## WHAT YOU WILL DO
(1) In the VMware troubleshooting article, which key switches the esxtop CPU view to show only virtual machines?
(2) Copy the VMware troubleshooting article word for word from "Upon launch you" to "Disk and Network.".

━━━ TEXT PASSAGE

VMware Live Performance Troubleshooting

We've all been there - users are complaning about application performance and looking for you to provide a magic solution to 'make it like it was'. With today's increasingly complex virtualized environments, performance troubleshooting is more difficult and nuanced than ever. Aside from spending thousands of dollars on tools that may help to identify performance bottlenecks, what can we do once we've been informed of a potential issue?

Scoping

Scoping the issue is always the first step no matter physical or virtual environment. Have the reporter describe the issue in detail: what are you doing, how long did it used to take, how often do you do it, who all does it and how long should it take. A user who reports "It's slow" doesn't give you nearly enough data to begin solving the issue. Have them get specific.

In a VMworld environment the primary tool for real time troubleshooting is going to be esxtop. This utility performs the same basic function that Taskmanager performs in a Windows environment. Running esxtop is as simple as enabling ssh access to a host, connecting, logging in and running it from the command prompt. I always recommend running it via ssh (putty does a good job displaying the data) as you have more flexibility when it comes to sizing the window. For those who like to stay as far away from the command line as possible you can use Visual Esxtop. This will give you all of the same counters with the added value of tool tips which define the counters!

Familiarizing ourselves with esxtop

Upon launch you are greeted with the CPU usage view. At any point you can press h for the help screen. Esxtop covers each of the four primary server sub-systems: CPU, Memory, Disk and Network.

CPU

By default the CPU view will show all running processes on the host - upper case V will switch to just virtual machines (VMs). It is important to note that for a given VM there are multiple processes that run it. The group of processes make up the 'World' the VM runs in. The default view shows an aggregate of these. You can expland/collapse a particular VM by pressing e followed by the ID.

━━━━━━
━━━ EXTRACTED INFORMATION

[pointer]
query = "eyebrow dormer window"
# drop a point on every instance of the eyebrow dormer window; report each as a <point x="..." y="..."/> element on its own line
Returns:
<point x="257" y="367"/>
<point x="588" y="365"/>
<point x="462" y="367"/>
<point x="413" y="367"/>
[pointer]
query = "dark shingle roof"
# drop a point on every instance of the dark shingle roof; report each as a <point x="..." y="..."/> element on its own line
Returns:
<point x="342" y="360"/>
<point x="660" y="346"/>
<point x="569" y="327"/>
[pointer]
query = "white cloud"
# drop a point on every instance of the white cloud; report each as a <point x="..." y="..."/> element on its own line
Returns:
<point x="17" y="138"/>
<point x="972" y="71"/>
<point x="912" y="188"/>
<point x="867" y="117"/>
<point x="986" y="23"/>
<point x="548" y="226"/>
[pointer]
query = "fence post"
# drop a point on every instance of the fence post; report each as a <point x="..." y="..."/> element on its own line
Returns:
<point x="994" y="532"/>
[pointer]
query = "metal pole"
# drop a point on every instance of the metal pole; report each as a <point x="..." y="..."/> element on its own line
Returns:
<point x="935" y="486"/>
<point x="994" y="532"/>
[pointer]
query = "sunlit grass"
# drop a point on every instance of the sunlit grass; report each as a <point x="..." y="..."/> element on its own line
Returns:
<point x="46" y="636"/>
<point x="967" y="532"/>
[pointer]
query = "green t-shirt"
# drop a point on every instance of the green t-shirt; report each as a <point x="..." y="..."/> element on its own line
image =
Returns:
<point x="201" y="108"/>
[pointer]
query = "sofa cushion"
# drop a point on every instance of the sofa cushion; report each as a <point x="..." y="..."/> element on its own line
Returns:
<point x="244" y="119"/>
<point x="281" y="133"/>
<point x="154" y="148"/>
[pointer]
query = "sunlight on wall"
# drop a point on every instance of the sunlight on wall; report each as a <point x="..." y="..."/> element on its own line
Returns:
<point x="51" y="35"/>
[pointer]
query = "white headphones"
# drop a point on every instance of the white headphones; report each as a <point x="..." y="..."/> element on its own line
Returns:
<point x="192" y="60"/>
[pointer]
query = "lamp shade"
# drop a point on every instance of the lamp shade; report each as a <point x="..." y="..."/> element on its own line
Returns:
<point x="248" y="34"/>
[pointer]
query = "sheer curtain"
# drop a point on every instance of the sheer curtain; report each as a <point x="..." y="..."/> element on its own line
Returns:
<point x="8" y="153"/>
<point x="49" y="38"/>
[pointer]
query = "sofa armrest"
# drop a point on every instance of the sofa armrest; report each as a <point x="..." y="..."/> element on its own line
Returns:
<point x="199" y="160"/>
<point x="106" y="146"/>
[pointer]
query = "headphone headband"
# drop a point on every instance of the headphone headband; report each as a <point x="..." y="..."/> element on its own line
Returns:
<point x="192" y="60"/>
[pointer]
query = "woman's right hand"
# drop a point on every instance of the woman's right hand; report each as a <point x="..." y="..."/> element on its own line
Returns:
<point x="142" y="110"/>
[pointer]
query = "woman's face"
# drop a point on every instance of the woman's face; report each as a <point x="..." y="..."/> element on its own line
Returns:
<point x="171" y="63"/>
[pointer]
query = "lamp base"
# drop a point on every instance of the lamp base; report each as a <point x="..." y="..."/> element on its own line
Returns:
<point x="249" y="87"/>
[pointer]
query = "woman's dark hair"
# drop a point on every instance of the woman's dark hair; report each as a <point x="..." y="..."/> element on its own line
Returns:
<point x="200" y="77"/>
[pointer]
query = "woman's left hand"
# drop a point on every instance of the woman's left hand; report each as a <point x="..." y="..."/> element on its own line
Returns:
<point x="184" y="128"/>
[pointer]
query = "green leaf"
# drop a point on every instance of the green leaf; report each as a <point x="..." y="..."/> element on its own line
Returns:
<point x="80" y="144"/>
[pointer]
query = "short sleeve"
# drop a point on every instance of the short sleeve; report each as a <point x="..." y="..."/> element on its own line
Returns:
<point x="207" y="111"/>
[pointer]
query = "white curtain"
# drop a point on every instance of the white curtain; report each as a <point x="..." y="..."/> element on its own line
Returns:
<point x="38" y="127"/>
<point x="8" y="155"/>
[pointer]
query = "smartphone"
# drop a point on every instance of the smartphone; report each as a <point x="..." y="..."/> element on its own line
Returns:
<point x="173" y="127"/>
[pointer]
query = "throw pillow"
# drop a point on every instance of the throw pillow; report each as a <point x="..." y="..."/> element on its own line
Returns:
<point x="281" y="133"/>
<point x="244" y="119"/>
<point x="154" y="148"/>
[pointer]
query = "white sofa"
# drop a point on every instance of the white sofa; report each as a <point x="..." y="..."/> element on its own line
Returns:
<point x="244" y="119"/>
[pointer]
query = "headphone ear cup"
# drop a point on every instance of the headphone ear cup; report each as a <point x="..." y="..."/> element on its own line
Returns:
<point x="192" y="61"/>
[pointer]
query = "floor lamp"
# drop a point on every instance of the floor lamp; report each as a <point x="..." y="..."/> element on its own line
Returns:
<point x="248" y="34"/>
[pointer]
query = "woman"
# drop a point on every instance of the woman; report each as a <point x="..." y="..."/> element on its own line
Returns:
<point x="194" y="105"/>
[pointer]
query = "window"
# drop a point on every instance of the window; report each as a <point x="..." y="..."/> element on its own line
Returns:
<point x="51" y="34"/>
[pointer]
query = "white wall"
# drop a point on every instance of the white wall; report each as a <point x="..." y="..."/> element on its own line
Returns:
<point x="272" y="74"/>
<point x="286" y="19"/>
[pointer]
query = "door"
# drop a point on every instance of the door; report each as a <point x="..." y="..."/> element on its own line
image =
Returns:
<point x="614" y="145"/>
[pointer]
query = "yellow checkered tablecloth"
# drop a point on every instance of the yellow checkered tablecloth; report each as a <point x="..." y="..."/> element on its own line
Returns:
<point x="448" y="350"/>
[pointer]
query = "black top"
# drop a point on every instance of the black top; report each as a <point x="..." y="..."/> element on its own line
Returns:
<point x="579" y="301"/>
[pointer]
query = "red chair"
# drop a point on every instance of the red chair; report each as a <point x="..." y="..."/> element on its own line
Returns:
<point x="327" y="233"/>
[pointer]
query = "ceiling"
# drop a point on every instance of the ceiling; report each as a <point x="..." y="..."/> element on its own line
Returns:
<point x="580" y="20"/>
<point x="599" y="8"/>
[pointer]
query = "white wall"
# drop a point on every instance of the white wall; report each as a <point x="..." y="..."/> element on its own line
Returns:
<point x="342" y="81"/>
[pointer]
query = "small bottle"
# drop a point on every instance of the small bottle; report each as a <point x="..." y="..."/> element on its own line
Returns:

━━━━━━

## ANSWERS FOR THE TASKS
(1) Upper case V.

(2)
Upon launch you are greeted with the CPU usage view. At any point you can press h for the help screen. Esxtop covers each of the four primary server sub-systems: CPU, Memory, Disk and Network.